(STUDY TEXT):
★ ★ ★

Testing LLM-based systems goes well beyond traditional software QA. Unlike typical rule-based systems, LLMs are probabilistic, generative, and non-deterministic. Therefore we apply structured, purpose-driven QA strategies to ensure that AI systems are not only functional, but reliable, safe, and aligned with user expectations.
For automating regression tests, we tend to integrate other LLMs (e.g. OpenAI) and use them as a sort of benchmark during the the verification process. To automatically verify that an LLM is still functioning as expected, we use techniques like relevancy checks and similarity checks.
In a relevancy check, we take an input prompt, run it through the LLM we're testing, and also send the same prompt to another trusted and consistent model (OpenAI, Mistral, etc.) via API call. We then pass both outputs to the benchmark LLM and, using as special prompt, we measure a "temperature", i.e. how significant the difference between two outputs are. This is an effective and reliable strategy for catching regressions automatically where the output of LLM misses the point or hallucinates unexpectedly.
In a similarity check, we use almost the same strategy, but the key difference lies in fact that we do not generate an output from benchmark LLM. Instead, we pass it pre-defined expected output as a simple string, and ask it to measure the temperature between the given (expected output) string, and the actual output from LLM that we are testing.
These strategies allow us to write reliable and effective automated regression tests in spite of LLMs' non-deterministic and probabilistic nature.

★ ★ ★

(PARTS OF THE EXERCISE):
1: Reproduce the stretch of the passage on testing LLM-based systems from "For automating regression" through "or hallucinates unexpectedly.".
2: Answer these questions from the passage on testing LLM-based systems:
(a) What three properties does it say set LLMs apart from typical rule-based systems?
(b) Which two models does it name as examples of a trusted and consistent model in a relevancy check?
(c) In a similarity check, what is passed to the benchmark LLM instead of an output it generates?

★ ★ ★

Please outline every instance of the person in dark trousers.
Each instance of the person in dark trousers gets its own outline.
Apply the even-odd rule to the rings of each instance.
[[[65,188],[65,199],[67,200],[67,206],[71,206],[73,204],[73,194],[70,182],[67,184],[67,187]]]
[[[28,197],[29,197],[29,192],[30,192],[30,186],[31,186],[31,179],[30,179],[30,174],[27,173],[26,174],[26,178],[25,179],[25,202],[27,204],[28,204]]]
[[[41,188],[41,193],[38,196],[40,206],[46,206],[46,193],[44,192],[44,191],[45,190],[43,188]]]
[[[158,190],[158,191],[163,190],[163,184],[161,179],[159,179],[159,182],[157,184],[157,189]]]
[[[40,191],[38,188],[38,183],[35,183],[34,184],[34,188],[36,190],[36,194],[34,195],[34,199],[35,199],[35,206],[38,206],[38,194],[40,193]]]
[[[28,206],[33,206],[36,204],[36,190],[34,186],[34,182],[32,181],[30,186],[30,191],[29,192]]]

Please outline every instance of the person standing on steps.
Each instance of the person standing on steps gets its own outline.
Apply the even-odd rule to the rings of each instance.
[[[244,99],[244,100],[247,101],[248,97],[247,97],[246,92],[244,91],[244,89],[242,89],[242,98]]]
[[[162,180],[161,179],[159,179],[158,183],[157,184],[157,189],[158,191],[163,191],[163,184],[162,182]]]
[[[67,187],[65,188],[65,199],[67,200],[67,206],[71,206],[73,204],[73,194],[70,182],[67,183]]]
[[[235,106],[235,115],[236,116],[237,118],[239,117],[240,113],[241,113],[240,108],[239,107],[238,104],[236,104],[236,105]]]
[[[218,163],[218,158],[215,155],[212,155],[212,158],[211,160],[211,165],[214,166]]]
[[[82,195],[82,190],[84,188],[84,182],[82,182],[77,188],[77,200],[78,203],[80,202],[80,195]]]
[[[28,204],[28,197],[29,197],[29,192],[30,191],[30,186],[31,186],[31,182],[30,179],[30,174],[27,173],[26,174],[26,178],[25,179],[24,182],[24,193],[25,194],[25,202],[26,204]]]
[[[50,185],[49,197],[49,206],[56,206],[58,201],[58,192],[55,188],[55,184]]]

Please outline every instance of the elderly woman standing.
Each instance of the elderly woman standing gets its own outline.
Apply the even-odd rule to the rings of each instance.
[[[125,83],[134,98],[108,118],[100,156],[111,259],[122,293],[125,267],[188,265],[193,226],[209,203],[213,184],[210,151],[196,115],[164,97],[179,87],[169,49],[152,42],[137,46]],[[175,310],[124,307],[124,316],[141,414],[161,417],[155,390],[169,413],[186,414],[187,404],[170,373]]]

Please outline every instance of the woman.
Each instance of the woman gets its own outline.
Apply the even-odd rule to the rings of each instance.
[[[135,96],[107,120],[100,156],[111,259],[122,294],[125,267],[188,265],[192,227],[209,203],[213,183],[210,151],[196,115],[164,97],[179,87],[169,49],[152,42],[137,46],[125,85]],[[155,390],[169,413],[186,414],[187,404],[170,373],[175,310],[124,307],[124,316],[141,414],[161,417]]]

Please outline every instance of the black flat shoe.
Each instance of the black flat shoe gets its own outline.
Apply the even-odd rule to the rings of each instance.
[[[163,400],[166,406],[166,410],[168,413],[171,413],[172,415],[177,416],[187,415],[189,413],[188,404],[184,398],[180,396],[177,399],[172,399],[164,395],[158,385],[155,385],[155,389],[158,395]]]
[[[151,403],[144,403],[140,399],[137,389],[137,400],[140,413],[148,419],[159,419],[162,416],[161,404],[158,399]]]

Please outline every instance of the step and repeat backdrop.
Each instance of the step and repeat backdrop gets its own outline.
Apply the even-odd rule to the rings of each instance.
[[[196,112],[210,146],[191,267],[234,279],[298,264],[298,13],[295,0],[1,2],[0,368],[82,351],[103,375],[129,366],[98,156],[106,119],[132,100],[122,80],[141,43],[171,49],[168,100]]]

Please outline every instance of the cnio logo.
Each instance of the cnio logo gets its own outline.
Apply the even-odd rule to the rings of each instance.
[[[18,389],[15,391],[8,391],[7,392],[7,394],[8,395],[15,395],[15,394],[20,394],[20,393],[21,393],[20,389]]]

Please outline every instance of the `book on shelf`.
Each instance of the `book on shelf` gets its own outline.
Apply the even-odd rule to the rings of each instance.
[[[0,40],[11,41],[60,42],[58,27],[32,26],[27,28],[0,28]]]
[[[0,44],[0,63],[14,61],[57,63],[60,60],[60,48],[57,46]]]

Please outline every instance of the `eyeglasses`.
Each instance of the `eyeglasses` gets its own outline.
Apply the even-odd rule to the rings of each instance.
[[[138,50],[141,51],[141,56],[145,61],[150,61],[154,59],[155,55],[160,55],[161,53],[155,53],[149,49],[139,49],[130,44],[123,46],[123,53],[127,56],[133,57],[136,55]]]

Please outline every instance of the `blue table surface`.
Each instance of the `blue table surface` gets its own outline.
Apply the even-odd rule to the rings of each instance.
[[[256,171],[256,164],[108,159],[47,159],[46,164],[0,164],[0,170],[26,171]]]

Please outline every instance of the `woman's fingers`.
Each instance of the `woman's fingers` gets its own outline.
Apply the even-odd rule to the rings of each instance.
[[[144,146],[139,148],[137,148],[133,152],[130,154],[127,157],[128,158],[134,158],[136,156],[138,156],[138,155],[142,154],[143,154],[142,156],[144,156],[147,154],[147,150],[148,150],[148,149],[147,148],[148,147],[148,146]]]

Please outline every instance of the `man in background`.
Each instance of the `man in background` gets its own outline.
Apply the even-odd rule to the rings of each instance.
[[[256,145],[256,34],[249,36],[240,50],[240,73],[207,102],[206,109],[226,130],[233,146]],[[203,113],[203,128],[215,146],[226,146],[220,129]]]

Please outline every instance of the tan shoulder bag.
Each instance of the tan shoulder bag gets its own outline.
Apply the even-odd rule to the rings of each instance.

★ ★ ★

(EXPECTED RESULTS):
1:
For automating regression tests, we tend to integrate other LLMs (e.g. OpenAI) and use them as a sort of benchmark during the the verification process. To automatically verify that an LLM is still functioning as expected, we use techniques like relevancy checks and similarity checks.
In a relevancy check, we take an input prompt, run it through the LLM we're testing, and also send the same prompt to another trusted and consistent model (OpenAI, Mistral, etc.) via API call. We then pass both outputs to the benchmark LLM and, using as special prompt, we measure a "temperature", i.e. how significant the difference between two outputs are. This is an effective and reliable strategy for catching regressions automatically where the output of LLM misses the point or hallucinates unexpectedly.

2:
(a) They are probabilistic, generative, and non-deterministic.
(b) OpenAI and Mistral.
(c) A pre-defined expected output as a simple string.